- **ASSIGNMENT**: Repeat every entry, word for word, leaving no line out.

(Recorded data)
────────────────────
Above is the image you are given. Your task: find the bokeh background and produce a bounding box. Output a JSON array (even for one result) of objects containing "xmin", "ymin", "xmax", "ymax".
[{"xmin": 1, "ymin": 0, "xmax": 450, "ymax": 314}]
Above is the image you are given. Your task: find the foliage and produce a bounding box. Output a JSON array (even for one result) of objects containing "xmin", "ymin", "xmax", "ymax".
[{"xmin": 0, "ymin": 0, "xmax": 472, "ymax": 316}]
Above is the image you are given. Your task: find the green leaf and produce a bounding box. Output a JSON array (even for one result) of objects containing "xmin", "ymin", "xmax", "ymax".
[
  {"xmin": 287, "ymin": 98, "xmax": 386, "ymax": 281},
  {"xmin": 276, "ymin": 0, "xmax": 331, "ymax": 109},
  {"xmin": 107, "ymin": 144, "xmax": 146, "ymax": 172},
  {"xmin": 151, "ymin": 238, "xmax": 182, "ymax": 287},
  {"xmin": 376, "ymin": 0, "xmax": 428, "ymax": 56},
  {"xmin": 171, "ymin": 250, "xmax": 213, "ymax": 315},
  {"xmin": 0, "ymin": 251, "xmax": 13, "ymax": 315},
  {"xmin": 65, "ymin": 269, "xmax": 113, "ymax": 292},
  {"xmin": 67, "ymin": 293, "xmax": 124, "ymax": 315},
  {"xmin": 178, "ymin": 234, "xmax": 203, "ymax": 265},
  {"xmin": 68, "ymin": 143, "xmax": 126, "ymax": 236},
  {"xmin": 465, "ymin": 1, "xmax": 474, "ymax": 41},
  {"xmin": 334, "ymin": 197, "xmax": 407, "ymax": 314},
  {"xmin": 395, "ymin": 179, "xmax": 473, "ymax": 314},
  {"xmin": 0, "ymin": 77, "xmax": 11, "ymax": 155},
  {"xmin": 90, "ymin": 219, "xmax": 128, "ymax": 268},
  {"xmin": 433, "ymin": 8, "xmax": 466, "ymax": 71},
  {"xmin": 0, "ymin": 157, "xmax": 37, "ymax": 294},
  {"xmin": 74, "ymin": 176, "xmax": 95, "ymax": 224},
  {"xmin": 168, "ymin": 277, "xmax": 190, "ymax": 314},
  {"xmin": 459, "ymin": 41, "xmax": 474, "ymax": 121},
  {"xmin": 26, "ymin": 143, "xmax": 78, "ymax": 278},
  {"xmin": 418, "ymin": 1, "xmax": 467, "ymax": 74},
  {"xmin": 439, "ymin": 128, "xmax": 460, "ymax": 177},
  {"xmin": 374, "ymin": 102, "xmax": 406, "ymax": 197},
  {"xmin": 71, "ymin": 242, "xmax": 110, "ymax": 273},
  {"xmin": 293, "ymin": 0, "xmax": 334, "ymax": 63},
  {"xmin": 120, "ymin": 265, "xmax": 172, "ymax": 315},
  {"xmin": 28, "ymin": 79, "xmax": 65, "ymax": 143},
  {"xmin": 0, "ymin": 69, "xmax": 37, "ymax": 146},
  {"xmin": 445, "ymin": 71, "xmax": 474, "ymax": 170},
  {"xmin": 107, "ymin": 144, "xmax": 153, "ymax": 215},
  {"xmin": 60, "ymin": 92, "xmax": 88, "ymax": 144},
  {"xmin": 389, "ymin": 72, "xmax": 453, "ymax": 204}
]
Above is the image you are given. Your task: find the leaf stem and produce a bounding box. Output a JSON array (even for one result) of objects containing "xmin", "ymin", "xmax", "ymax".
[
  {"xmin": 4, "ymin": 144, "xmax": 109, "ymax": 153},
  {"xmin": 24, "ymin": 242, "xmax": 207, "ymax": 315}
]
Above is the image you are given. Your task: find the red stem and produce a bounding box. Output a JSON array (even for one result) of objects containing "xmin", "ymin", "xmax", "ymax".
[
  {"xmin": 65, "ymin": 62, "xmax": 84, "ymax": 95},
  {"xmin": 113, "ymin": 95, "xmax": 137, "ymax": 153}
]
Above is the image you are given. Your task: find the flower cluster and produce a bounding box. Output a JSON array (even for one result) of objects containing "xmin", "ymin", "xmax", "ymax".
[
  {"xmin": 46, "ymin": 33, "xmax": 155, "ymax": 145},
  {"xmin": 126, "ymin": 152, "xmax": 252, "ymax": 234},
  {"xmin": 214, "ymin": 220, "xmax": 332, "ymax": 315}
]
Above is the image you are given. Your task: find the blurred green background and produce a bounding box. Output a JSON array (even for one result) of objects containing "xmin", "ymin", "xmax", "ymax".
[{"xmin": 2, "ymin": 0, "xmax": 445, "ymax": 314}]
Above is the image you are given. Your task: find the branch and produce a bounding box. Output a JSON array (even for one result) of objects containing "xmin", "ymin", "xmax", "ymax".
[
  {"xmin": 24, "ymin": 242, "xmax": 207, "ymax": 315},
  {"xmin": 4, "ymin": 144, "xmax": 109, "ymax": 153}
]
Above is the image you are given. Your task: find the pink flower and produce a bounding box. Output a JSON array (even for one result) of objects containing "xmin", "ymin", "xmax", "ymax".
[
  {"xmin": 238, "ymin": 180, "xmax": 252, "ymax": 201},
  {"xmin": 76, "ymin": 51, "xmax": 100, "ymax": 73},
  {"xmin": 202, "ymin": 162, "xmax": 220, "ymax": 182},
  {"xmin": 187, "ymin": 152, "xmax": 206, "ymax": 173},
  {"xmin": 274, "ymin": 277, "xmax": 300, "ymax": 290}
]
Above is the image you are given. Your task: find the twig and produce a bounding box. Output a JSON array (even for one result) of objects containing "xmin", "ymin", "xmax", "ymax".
────────────────────
- **YOUR SOLUTION**:
Above is the image you are given. Your task: find the bokeh background and produce a bounding box. Output a JSON array (even for one result) of objects containing "xmin", "ymin", "xmax", "ymax".
[{"xmin": 1, "ymin": 0, "xmax": 450, "ymax": 314}]
Above is the image you are given. Your task: find the foliage and produce a bounding box. Output a JSON array (even for one result) of objects containing "xmin", "ymin", "xmax", "ymax".
[{"xmin": 0, "ymin": 0, "xmax": 472, "ymax": 316}]
Above is the image you are given. Your task: find the green leaf and produce a bounding box. Output a JSON array (even for one result) of objects containing "xmin", "ymin", "xmax", "ymax".
[
  {"xmin": 287, "ymin": 98, "xmax": 386, "ymax": 281},
  {"xmin": 276, "ymin": 0, "xmax": 331, "ymax": 109},
  {"xmin": 107, "ymin": 144, "xmax": 146, "ymax": 172},
  {"xmin": 151, "ymin": 238, "xmax": 182, "ymax": 287},
  {"xmin": 376, "ymin": 0, "xmax": 428, "ymax": 56},
  {"xmin": 171, "ymin": 250, "xmax": 213, "ymax": 315},
  {"xmin": 0, "ymin": 251, "xmax": 13, "ymax": 315},
  {"xmin": 65, "ymin": 269, "xmax": 113, "ymax": 292},
  {"xmin": 67, "ymin": 293, "xmax": 124, "ymax": 315},
  {"xmin": 178, "ymin": 234, "xmax": 203, "ymax": 265},
  {"xmin": 68, "ymin": 143, "xmax": 126, "ymax": 236},
  {"xmin": 465, "ymin": 1, "xmax": 474, "ymax": 41},
  {"xmin": 334, "ymin": 197, "xmax": 407, "ymax": 314},
  {"xmin": 395, "ymin": 179, "xmax": 473, "ymax": 314},
  {"xmin": 0, "ymin": 77, "xmax": 11, "ymax": 155},
  {"xmin": 90, "ymin": 219, "xmax": 128, "ymax": 268},
  {"xmin": 433, "ymin": 8, "xmax": 466, "ymax": 71},
  {"xmin": 0, "ymin": 157, "xmax": 37, "ymax": 294},
  {"xmin": 74, "ymin": 176, "xmax": 95, "ymax": 224},
  {"xmin": 168, "ymin": 277, "xmax": 190, "ymax": 314},
  {"xmin": 459, "ymin": 41, "xmax": 474, "ymax": 121},
  {"xmin": 26, "ymin": 143, "xmax": 78, "ymax": 278},
  {"xmin": 418, "ymin": 1, "xmax": 467, "ymax": 74},
  {"xmin": 439, "ymin": 128, "xmax": 460, "ymax": 177},
  {"xmin": 374, "ymin": 102, "xmax": 406, "ymax": 197},
  {"xmin": 71, "ymin": 242, "xmax": 110, "ymax": 273},
  {"xmin": 293, "ymin": 0, "xmax": 334, "ymax": 63},
  {"xmin": 120, "ymin": 265, "xmax": 172, "ymax": 315},
  {"xmin": 28, "ymin": 79, "xmax": 65, "ymax": 143},
  {"xmin": 0, "ymin": 69, "xmax": 37, "ymax": 146},
  {"xmin": 445, "ymin": 71, "xmax": 474, "ymax": 170},
  {"xmin": 107, "ymin": 144, "xmax": 153, "ymax": 215},
  {"xmin": 60, "ymin": 92, "xmax": 88, "ymax": 144},
  {"xmin": 389, "ymin": 72, "xmax": 453, "ymax": 204}
]
Above is the image you are given. Your task: find the leaf stem and produce a bounding box. Output a JSON array (even for one result) of objects containing "xmin", "ymin", "xmax", "ymax".
[
  {"xmin": 4, "ymin": 144, "xmax": 109, "ymax": 153},
  {"xmin": 24, "ymin": 242, "xmax": 207, "ymax": 315}
]
Above is the image you are given. Your task: find the red stem and produce a bounding box. Output a JSON array (even for one result) of objects containing "xmin", "ymin", "xmax", "ymax".
[
  {"xmin": 65, "ymin": 62, "xmax": 84, "ymax": 95},
  {"xmin": 113, "ymin": 95, "xmax": 137, "ymax": 153}
]
Above is the image you are given. Your task: find the flower cluster and produce a bounding box. Output a JSON array (even for one result) of objects containing "xmin", "ymin", "xmax", "ymax".
[
  {"xmin": 46, "ymin": 33, "xmax": 155, "ymax": 145},
  {"xmin": 126, "ymin": 152, "xmax": 252, "ymax": 234},
  {"xmin": 214, "ymin": 220, "xmax": 332, "ymax": 315}
]
Above is the image you are given. Your task: find the blurred green background and produce a bounding box. Output a JSON array (even for one result) of objects containing "xmin", "ymin", "xmax", "ymax".
[{"xmin": 2, "ymin": 0, "xmax": 445, "ymax": 314}]
Above is the image you are given. Your task: find the branch and produce a bounding box. Output a JSON array (even for one result) of objects containing "xmin", "ymin", "xmax", "ymax".
[
  {"xmin": 24, "ymin": 242, "xmax": 207, "ymax": 315},
  {"xmin": 4, "ymin": 144, "xmax": 109, "ymax": 153}
]
Above is the image you are given. Your task: find the pink flower and produce a bounding box. Output a JSON array (even for one result) of objects containing "xmin", "ymin", "xmax", "ymax".
[
  {"xmin": 238, "ymin": 180, "xmax": 252, "ymax": 201},
  {"xmin": 76, "ymin": 51, "xmax": 100, "ymax": 73},
  {"xmin": 202, "ymin": 162, "xmax": 220, "ymax": 182},
  {"xmin": 187, "ymin": 152, "xmax": 206, "ymax": 173},
  {"xmin": 274, "ymin": 277, "xmax": 300, "ymax": 290}
]
Above is the image you are given. Your task: find the twig and produce a bounding box. Output a JSON array (even for one result) of objects containing "xmin", "ymin", "xmax", "ymax".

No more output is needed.